<<<<

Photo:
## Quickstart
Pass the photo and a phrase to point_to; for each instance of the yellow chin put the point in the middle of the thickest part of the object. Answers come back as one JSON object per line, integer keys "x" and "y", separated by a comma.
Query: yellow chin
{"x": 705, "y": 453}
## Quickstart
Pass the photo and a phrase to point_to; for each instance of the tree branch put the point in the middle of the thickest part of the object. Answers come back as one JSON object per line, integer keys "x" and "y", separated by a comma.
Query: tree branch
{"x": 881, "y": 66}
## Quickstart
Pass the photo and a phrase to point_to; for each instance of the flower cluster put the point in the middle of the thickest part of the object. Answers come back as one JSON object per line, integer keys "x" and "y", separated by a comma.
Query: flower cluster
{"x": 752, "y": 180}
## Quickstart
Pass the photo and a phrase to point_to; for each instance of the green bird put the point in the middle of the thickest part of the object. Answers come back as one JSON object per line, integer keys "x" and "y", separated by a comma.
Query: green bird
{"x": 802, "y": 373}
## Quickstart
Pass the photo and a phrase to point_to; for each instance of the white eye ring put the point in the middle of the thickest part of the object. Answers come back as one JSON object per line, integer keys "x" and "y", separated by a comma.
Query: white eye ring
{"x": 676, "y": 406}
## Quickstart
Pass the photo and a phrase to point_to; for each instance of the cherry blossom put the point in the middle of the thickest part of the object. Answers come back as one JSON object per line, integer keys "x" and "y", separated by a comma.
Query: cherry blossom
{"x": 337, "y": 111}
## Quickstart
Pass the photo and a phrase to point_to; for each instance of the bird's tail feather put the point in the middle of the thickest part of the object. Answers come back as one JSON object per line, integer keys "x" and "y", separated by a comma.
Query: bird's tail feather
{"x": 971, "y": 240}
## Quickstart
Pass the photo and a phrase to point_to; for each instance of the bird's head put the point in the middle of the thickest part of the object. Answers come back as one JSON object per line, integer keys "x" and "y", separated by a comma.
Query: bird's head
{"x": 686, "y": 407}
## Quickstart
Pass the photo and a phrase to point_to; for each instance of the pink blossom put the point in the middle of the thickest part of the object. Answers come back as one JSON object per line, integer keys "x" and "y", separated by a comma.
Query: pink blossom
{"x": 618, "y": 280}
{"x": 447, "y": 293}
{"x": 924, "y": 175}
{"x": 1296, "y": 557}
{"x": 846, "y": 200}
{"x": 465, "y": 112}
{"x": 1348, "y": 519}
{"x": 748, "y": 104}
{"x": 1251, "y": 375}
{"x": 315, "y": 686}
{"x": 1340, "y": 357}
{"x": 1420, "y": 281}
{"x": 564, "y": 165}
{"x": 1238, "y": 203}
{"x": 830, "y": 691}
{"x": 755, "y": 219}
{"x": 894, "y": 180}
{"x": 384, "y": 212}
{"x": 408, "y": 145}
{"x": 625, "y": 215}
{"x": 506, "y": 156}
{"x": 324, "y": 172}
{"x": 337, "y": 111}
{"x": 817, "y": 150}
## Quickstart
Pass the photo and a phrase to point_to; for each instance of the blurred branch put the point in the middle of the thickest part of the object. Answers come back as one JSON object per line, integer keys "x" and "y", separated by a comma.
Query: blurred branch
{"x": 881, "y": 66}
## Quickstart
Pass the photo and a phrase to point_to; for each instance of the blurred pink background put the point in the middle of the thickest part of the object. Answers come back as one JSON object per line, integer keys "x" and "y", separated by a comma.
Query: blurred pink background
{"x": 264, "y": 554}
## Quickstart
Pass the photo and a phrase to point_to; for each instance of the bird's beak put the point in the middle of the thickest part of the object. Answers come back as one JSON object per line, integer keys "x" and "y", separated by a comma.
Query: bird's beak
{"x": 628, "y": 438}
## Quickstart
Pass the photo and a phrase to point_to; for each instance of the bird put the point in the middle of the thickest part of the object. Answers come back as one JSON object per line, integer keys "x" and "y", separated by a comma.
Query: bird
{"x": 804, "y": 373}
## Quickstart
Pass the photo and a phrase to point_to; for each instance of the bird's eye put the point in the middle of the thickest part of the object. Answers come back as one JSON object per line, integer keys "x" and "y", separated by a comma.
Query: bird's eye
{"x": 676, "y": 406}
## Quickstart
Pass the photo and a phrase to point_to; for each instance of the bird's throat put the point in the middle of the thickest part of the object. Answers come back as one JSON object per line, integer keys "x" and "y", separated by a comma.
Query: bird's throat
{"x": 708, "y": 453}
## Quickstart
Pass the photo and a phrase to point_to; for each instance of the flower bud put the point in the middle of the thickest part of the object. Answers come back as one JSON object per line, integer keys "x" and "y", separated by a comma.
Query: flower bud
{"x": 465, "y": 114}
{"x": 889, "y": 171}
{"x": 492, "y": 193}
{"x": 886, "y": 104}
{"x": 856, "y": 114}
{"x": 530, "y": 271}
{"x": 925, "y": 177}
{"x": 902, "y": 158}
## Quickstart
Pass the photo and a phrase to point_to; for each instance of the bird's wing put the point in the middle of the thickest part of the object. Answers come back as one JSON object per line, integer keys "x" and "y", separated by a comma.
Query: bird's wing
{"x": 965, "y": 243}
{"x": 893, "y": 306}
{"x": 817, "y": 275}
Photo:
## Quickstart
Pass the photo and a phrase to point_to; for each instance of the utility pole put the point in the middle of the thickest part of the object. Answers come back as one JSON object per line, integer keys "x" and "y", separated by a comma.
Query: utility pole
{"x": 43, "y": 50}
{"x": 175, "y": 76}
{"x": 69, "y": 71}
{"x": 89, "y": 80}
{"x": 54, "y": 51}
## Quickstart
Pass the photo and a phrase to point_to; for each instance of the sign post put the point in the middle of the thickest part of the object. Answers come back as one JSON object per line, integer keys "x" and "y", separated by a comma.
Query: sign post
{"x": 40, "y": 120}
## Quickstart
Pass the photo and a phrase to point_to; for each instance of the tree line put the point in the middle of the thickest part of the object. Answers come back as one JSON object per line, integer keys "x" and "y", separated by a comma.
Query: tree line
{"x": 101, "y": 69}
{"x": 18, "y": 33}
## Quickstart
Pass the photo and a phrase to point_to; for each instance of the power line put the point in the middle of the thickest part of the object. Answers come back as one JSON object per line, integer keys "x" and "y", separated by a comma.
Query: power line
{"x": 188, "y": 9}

>>>>

## [What you should do]
Reproduce the data in full, exactly as presented.

## [Response to this task]
Photo:
## Quickstart
Pass the photo and a phrase to point_to; for each instance of the yellow chin put the point in the middle of the thickest part of the object. Answers come back as one JSON object per line, integer keys "x" and "y", separated by a comma.
Query: yellow chin
{"x": 705, "y": 453}
## Quickstart
Pass the photo and a phrase to point_to; for each instance of the tree branch put the point in the middle of the thickest part of the object. Answers come back as one JSON object per line, integer keys "x" and "y", separated by a comma.
Query: tree branch
{"x": 881, "y": 66}
## Quickstart
Pass the photo and a phrase to point_to; for each instance of the flower cluster put the point in the middle of the thickest part of the object. Answers come back as one JSON object per line, integer keys "x" and "y", separated by a comma.
Query: flower cluster
{"x": 752, "y": 180}
## Quickstart
Pass the photo and a phrase to point_to; for each instance of the green bird put the point in the middle of the thickest part of the object. Answers come back as one JSON object per line, integer keys "x" and "y", separated by a comma.
Query: green bird
{"x": 802, "y": 373}
## Quickstart
Pass the photo and a phrase to point_to; for each instance of the white eye ring put the point in the middle of the thickest part of the object. Answers come back as one JSON object per line, integer keys "x" and "y", separated by a comma.
Query: white eye ring
{"x": 676, "y": 406}
## Quickstart
Pass the photo and a phrase to point_to; for each instance of the cherry blossom put the point in the middle of the thickest part of the object. Answers come back as one JSON object per line, integer keys "x" and "y", separated by a comma.
Query: cherry blossom
{"x": 337, "y": 111}
## Quickstart
Pass the photo and a phrase to point_to; for each instance of the bird's tail feather put the point in the middle of the thickest part of the object. Answers come back as one JSON object per line, integer keys "x" and "y", separated by a comma.
Query: bird's tail feather
{"x": 971, "y": 240}
## Quickstart
Pass the photo and a phrase to point_to; for each instance of the bird's head put the point in the middle of the thickest part of the object. Answers come back as one JSON object per line, integer keys "x" and "y", separated by a comma.
Query: bird's head
{"x": 686, "y": 407}
## Quickstart
Pass the photo and a phrase to point_to; for each instance of the pink blossom put the point in the middle of the thickest part of the object. Answers come back as one JSON object per line, integer keys "x" and "y", separated by a comma.
Query: pink blossom
{"x": 618, "y": 280}
{"x": 447, "y": 293}
{"x": 924, "y": 175}
{"x": 1296, "y": 557}
{"x": 846, "y": 200}
{"x": 465, "y": 112}
{"x": 1348, "y": 519}
{"x": 748, "y": 104}
{"x": 1251, "y": 375}
{"x": 315, "y": 686}
{"x": 1340, "y": 357}
{"x": 1420, "y": 281}
{"x": 564, "y": 165}
{"x": 1238, "y": 203}
{"x": 830, "y": 691}
{"x": 755, "y": 219}
{"x": 894, "y": 180}
{"x": 384, "y": 212}
{"x": 408, "y": 145}
{"x": 625, "y": 215}
{"x": 506, "y": 156}
{"x": 324, "y": 172}
{"x": 337, "y": 111}
{"x": 817, "y": 150}
## Quickstart
Pass the photo and a phrase to point_to; for each instance of the blurred branch put the point in the middle of the thickest part of the object. Answers come back as one JSON object per line, integer keys "x" and "y", separated by a comma.
Query: blurred branch
{"x": 881, "y": 66}
## Quickstart
Pass the photo and a phrase to point_to; for each instance of the blurred pink background put the point in the middle of the thickest part of the object. Answers come back as one JSON object per line, integer keys "x" and "y", separated by a comma.
Query: blurred pink background
{"x": 264, "y": 554}
## Quickstart
Pass the photo and a phrase to point_to; for each instance of the bird's beak put the point in the middle of the thickest part of the object. Answers come back as one JSON object per line, integer keys "x" and "y", separated by a comma.
Query: bird's beak
{"x": 628, "y": 438}
## Quickstart
Pass the photo and a phrase to point_to; for each instance of the bird put the point in the middle of the thickest part of the object. Answers come back as one JSON object per line, integer keys "x" and "y", separated by a comma.
Query: bird
{"x": 804, "y": 373}
## Quickstart
Pass the photo and a phrase to point_to; for each instance of the bird's eye put the point in the middle of the thickest part of the object. Answers come back as one JSON object per line, integer keys "x" and "y", separated by a comma.
Query: bird's eye
{"x": 676, "y": 406}
## Quickstart
Pass the photo and a phrase to point_to; for each instance of the bird's throat put the point in the middle of the thickest part of the object. Answers come back as one JSON object per line, integer keys "x" and "y", separated by a comma.
Query: bird's throat
{"x": 708, "y": 453}
## Quickstart
Pass the photo and a phrase to point_to; for each instance of the flower bud put the point in the middle of the thickest part of the object. Answers come back as one JSON object per line, integer keys "x" and "y", separated by a comma.
Query: flower bud
{"x": 465, "y": 114}
{"x": 889, "y": 171}
{"x": 492, "y": 193}
{"x": 886, "y": 104}
{"x": 856, "y": 114}
{"x": 530, "y": 271}
{"x": 925, "y": 177}
{"x": 902, "y": 158}
## Quickstart
Pass the photo and a phrase to point_to; for each instance of the bird's wing put the point in the middle of the thickest part of the object. Answers come back as one JSON object per line, integer keys "x" and "y", separated by a comma.
Query: bird's wing
{"x": 965, "y": 243}
{"x": 893, "y": 306}
{"x": 817, "y": 275}
Photo:
## Quickstart
Pass the photo and a phrase to point_to; for each instance of the utility pole put the point in the middle of the thickest part of the object. Answers come back as one JSON object per line, integer keys "x" and "y", separated by a comma.
Query: utility pole
{"x": 43, "y": 50}
{"x": 175, "y": 76}
{"x": 69, "y": 71}
{"x": 89, "y": 80}
{"x": 54, "y": 51}
## Quickstart
Pass the photo and a phrase to point_to; for each instance of the sign post put the point in the middle of the thickest part of the object. Answers come back as one JSON object per line, integer keys "x" and "y", separated by a comma.
Query: sign post
{"x": 40, "y": 120}
## Quickstart
Pass the photo and a phrase to point_to; for each instance of the tree line put the point in the middle of the thickest part of the object. Answers come back as one JSON object per line, integer keys "x" and "y", separated by a comma.
Query: tree line
{"x": 101, "y": 69}
{"x": 18, "y": 33}
## Quickstart
Pass the photo and a phrase to point_to; for each instance of the power line put the point in the middle of the thickest part of the object. Answers come back as one JSON object per line, integer keys "x" and "y", separated by a comma.
Query: power line
{"x": 188, "y": 9}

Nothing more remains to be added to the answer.